’20years of pounded yam could still be felt being hot.’ ___Yoruba adage. This is case of a man called kasho.
Whether we live 80 or 100 years, there is no one who would say life is long enough. Everyone will say, ‘it feels short as taking a nap.’ Even though, it is being 15years, but looking back, I don’t have memories about those events, but mr. kasho does.
15years ago, Mr. kazeem, popularly known as kasho was an area brother in our neighborhood. He was a smart guy. His intelligent quotient (IQ) would probably be 3digits. He was fast in thinking when it comes to woman stuff. He knew the answer to every spoken word from woman. He was cool, handsome, and popular. He always called himself iron body. He named himself after that raw name due to the fact that he could go 10times a day with woman without blinking the eyes. I fund of calling him master because he trained me how to woo woman. How to address woman that you might have seen for the first time!!! What intro to use for difference woman!!! How to hit woman on the first day!!! How to enter woman’s heart with intro!!! How to find the vulnerability of woman through talking!!! How to know when woman is heating down punany through talking!!! He was simply the master of mind game… and savvy!!!
He was nicknamed 15seconds by his dudes, because within 15seconds, kasho will go down with woman when alone. Either outside, inside, or open space, even road side no exceptional. There is absolutely no place kasho couldn’t go down with woman within 15seconds of mind game and sweet talk. Even though, I was so young those days. I was the right man to him. He told me almost everything about woman. He is one that knows iyabo; the cow Kittycat, jumonke; the Joystick sucker, mariam; the thick hole, ibukun; the Joystick rimmer, funke; the snake toner; shuliya; the stylist mistress. He sent me almost everywhere concern ladies stuff. Calling them for him, asking them over the place he might be, delivering them the messages sent by him. That made me popular among those ladies and I became a tool for him to bleep those ladies black and blue, and back and front!!!

> _Assignment_:
According to the text, by what name was the area brother in the neighborhood popularly known?

> _Supplied entries_:

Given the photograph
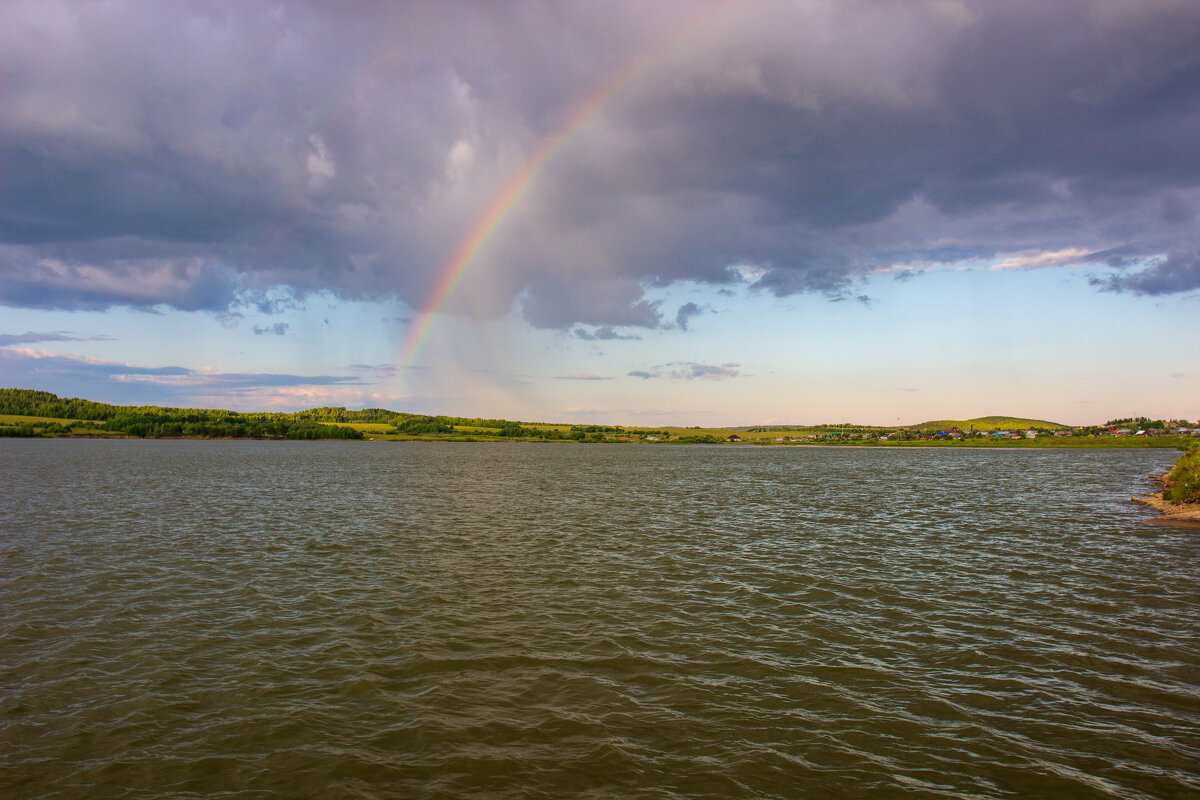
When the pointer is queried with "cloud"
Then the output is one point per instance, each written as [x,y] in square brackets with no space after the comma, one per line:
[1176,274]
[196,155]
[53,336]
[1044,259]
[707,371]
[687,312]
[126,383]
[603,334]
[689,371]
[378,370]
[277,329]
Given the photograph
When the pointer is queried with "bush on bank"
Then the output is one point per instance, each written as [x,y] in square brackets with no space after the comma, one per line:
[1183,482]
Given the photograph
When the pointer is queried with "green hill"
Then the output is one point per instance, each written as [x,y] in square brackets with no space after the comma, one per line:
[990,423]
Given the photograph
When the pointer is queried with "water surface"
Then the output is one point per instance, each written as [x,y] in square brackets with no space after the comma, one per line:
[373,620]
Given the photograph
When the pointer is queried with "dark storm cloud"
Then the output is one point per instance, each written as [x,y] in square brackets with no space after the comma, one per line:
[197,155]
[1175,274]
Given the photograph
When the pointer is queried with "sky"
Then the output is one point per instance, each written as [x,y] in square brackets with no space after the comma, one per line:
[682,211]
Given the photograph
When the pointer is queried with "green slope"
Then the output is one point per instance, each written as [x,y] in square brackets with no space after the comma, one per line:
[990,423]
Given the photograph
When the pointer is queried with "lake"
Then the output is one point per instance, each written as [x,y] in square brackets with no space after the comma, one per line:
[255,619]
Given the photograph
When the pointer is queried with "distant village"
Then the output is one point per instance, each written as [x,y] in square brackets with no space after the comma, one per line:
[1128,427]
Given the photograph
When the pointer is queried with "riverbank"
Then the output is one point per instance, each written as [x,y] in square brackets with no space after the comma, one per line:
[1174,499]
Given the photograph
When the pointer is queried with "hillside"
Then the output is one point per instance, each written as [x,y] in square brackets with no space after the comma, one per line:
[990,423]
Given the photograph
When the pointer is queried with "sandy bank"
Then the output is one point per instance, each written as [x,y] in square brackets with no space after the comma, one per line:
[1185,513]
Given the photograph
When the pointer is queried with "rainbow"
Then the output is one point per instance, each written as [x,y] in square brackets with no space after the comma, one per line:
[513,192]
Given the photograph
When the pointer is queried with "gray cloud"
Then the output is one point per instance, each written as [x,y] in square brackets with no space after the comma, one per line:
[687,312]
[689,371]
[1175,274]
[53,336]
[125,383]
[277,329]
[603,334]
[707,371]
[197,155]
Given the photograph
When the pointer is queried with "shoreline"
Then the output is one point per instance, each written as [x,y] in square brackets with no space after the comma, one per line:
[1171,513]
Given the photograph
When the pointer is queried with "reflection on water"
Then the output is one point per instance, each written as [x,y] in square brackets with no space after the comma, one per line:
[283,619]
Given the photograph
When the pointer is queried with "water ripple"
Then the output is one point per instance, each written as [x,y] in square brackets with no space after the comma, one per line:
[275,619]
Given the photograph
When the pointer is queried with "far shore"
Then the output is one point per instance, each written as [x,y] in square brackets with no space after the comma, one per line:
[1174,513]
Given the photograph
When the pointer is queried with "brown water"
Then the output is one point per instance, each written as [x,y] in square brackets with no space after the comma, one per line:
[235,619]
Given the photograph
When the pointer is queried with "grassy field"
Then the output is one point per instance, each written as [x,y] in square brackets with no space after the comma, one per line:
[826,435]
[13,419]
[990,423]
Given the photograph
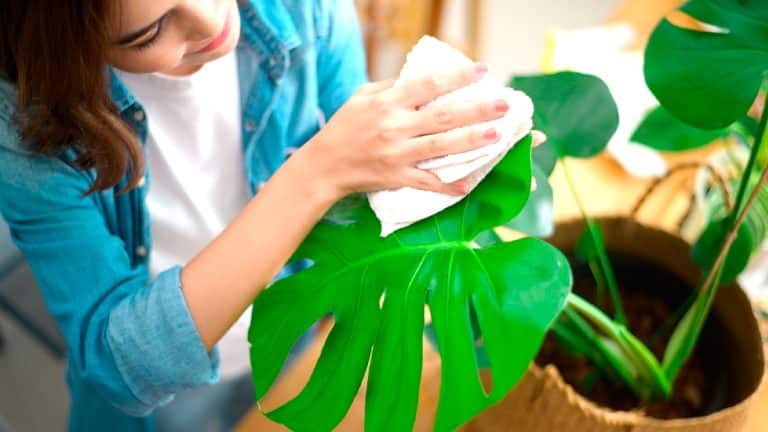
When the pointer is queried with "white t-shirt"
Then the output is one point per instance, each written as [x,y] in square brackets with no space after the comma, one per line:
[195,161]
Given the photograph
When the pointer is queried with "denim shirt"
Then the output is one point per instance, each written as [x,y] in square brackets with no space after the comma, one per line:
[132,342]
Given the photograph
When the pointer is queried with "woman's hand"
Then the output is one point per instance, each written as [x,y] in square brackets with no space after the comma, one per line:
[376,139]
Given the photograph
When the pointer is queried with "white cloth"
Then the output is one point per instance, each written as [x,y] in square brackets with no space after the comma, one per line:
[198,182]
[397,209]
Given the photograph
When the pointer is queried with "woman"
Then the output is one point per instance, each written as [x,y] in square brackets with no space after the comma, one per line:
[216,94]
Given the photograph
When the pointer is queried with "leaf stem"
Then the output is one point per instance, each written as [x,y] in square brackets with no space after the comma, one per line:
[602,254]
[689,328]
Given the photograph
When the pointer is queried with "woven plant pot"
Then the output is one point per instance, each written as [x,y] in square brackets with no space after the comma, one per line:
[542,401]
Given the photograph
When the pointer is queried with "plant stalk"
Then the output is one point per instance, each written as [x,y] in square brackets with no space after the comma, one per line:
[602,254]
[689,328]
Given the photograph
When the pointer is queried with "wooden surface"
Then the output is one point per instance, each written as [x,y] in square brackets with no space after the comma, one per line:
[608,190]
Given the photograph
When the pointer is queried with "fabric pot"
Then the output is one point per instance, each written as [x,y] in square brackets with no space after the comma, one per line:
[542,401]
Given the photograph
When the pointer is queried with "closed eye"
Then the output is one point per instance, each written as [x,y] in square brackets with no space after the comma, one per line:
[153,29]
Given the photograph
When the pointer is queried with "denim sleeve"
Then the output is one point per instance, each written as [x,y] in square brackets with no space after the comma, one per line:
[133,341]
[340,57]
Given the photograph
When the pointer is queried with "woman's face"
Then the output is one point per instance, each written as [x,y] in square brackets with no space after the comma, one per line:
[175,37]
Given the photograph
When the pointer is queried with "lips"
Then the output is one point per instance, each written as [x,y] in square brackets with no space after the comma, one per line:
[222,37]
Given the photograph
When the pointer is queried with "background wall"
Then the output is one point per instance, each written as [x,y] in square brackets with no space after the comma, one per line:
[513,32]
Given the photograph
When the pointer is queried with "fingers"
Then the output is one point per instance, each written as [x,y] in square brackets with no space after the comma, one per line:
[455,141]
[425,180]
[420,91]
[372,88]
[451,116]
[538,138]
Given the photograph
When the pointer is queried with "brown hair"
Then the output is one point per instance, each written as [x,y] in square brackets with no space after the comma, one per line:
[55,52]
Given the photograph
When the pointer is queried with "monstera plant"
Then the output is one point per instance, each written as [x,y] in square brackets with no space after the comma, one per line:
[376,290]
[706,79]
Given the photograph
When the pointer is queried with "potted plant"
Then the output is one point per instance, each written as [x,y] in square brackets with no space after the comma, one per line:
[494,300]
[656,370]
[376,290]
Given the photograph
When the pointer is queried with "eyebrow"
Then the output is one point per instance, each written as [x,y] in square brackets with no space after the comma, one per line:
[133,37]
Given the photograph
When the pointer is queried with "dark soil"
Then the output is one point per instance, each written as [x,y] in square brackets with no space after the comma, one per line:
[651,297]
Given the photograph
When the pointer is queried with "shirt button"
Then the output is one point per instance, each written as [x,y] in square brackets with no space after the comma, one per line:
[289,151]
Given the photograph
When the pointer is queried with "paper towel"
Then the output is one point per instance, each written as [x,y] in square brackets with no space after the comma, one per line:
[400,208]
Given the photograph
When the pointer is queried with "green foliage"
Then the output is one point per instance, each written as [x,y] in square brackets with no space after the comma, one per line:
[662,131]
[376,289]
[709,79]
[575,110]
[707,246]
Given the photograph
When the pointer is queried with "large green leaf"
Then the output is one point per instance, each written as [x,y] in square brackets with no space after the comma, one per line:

> _Written answer_:
He was popularly known as kasho.